Search the material below for the string "dock" and copy each line where it appears.

▶ _Data supplied_:
----

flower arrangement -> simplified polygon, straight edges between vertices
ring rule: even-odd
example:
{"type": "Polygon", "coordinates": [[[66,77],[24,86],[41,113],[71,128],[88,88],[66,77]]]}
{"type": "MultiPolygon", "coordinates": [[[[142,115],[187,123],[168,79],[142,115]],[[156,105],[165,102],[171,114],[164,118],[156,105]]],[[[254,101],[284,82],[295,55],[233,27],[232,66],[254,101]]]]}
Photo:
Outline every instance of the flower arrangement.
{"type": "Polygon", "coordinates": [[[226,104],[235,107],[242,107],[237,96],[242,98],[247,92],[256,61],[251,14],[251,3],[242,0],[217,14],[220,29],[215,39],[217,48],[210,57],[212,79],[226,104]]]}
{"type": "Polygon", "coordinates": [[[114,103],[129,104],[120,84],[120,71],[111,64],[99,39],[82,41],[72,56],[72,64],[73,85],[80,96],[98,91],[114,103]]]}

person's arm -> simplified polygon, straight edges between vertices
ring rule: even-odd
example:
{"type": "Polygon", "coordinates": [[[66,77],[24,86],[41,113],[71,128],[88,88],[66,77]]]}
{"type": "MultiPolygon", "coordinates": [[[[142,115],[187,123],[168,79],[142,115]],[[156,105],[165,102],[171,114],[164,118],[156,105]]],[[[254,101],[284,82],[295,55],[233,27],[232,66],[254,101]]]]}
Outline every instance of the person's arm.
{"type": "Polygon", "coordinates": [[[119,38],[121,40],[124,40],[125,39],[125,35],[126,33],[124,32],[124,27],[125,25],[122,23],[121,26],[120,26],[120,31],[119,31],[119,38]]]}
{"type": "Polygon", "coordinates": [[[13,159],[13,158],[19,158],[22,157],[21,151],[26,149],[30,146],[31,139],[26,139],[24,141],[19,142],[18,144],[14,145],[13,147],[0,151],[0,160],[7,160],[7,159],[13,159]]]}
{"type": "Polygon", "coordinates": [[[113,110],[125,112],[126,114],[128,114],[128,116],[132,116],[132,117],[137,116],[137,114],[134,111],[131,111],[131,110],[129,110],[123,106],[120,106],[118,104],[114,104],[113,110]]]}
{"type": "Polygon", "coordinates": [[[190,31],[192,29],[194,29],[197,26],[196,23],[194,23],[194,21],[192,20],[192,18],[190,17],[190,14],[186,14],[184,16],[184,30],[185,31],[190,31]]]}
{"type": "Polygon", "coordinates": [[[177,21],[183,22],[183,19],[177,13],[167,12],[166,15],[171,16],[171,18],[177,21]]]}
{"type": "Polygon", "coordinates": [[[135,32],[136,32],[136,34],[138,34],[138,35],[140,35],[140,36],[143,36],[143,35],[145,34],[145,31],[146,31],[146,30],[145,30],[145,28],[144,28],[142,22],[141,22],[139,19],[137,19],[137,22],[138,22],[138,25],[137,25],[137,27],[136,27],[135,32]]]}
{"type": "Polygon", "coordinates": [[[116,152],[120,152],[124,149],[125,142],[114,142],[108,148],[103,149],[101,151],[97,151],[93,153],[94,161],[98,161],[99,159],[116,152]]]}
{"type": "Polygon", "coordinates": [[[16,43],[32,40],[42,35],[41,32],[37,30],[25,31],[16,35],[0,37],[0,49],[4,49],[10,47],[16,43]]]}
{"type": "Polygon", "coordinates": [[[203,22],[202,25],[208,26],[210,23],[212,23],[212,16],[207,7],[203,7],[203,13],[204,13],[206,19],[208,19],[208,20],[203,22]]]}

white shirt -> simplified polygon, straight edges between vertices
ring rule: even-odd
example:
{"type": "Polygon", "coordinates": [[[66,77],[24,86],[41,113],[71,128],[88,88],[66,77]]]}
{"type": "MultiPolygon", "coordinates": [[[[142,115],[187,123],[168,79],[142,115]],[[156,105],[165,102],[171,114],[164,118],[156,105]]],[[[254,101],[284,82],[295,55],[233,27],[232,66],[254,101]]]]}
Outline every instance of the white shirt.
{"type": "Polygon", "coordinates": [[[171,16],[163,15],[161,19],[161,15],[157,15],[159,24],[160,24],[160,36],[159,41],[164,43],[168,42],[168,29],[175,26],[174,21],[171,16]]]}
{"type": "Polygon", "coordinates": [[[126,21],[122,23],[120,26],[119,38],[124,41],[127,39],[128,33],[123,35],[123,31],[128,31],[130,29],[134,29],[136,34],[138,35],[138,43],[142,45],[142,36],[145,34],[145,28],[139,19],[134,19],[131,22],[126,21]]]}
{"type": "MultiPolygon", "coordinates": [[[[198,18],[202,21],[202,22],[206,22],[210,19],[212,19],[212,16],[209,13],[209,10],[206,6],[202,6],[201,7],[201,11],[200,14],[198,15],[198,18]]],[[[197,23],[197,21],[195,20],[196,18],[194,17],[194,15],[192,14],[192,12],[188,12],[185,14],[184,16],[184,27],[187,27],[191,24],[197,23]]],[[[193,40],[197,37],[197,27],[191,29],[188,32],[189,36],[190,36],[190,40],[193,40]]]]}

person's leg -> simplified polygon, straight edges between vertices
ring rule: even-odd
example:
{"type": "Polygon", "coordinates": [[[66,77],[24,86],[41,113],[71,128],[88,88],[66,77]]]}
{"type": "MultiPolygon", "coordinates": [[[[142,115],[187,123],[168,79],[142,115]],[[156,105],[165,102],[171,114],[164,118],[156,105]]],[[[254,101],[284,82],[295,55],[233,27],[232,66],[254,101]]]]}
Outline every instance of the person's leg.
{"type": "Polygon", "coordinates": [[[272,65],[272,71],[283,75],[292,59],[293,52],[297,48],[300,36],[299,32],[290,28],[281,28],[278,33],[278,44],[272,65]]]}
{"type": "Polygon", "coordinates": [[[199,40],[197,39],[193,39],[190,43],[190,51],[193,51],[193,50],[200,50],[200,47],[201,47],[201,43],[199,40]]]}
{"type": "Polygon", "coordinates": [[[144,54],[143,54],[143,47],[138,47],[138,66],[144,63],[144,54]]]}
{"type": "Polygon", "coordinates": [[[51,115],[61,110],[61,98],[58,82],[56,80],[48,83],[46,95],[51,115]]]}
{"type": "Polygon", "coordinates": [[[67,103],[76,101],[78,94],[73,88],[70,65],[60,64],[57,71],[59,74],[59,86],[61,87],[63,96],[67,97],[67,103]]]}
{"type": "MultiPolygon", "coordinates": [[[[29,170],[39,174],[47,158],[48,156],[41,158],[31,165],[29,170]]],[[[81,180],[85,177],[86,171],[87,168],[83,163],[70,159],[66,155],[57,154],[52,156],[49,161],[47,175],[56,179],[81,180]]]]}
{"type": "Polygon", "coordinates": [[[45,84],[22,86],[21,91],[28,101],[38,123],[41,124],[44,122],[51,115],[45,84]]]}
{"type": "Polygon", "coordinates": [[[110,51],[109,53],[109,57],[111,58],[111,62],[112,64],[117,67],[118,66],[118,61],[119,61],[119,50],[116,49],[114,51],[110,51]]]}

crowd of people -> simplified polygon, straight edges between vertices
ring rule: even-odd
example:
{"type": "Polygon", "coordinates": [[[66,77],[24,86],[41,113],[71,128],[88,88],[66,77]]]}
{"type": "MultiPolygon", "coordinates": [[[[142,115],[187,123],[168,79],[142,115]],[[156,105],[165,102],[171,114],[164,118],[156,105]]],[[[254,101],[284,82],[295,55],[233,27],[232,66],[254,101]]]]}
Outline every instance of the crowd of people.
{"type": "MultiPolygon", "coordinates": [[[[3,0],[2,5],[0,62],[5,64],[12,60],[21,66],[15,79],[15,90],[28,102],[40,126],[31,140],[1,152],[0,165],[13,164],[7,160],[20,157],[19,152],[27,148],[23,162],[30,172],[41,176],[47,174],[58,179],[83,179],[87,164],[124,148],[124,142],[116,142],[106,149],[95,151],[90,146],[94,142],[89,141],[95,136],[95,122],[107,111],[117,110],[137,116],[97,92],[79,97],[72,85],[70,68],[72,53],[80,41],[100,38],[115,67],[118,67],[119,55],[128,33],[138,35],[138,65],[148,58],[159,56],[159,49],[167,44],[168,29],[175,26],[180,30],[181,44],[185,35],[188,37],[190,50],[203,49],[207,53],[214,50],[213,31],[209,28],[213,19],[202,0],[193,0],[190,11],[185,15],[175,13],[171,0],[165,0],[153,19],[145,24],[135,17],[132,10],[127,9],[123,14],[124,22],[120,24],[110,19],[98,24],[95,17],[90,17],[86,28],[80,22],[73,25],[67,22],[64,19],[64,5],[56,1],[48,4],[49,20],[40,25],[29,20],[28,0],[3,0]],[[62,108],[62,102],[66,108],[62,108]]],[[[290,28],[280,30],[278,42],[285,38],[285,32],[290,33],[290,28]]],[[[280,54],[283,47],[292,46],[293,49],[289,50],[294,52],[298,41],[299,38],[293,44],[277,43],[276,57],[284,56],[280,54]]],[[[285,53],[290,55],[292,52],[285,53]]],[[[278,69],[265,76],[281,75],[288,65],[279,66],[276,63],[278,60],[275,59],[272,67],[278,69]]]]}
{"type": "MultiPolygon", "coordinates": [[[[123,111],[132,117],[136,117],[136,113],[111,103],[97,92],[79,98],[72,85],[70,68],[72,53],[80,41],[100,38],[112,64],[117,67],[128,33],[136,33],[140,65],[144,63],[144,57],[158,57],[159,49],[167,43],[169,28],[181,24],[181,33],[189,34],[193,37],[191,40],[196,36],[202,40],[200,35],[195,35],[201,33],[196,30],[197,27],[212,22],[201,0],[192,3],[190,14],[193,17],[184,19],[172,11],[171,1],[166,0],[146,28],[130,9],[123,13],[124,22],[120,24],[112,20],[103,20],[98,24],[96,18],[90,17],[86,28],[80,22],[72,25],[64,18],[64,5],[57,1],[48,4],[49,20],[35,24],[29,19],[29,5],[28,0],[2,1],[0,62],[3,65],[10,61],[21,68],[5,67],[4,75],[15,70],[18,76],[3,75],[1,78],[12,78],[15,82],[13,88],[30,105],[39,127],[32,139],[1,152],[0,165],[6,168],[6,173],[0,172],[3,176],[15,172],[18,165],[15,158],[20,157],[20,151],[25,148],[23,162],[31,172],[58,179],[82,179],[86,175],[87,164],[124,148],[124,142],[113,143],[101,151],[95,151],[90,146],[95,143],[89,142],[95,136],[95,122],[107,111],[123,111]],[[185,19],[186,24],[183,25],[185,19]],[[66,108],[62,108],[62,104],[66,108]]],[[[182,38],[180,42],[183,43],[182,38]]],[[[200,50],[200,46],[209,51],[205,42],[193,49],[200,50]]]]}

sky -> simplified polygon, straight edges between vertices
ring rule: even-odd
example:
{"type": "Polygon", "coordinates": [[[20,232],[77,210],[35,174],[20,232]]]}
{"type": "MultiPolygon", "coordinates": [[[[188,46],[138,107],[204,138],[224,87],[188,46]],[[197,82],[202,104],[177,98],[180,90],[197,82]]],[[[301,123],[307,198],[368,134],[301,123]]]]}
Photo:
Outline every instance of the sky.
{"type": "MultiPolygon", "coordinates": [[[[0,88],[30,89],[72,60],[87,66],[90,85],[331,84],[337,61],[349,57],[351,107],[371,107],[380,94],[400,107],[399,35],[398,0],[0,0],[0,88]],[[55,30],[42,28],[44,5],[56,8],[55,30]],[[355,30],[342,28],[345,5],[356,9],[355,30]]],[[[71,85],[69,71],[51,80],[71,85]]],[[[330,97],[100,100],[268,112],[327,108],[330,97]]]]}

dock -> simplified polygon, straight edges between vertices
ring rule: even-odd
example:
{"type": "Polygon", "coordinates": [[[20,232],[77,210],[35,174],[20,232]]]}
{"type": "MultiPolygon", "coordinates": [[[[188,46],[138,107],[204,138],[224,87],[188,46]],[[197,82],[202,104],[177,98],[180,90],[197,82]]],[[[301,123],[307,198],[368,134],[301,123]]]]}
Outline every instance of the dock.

----

▶ _Solution to this task_:
dock -> simplified polygon, straight edges between vertices
Outline every instance of the dock.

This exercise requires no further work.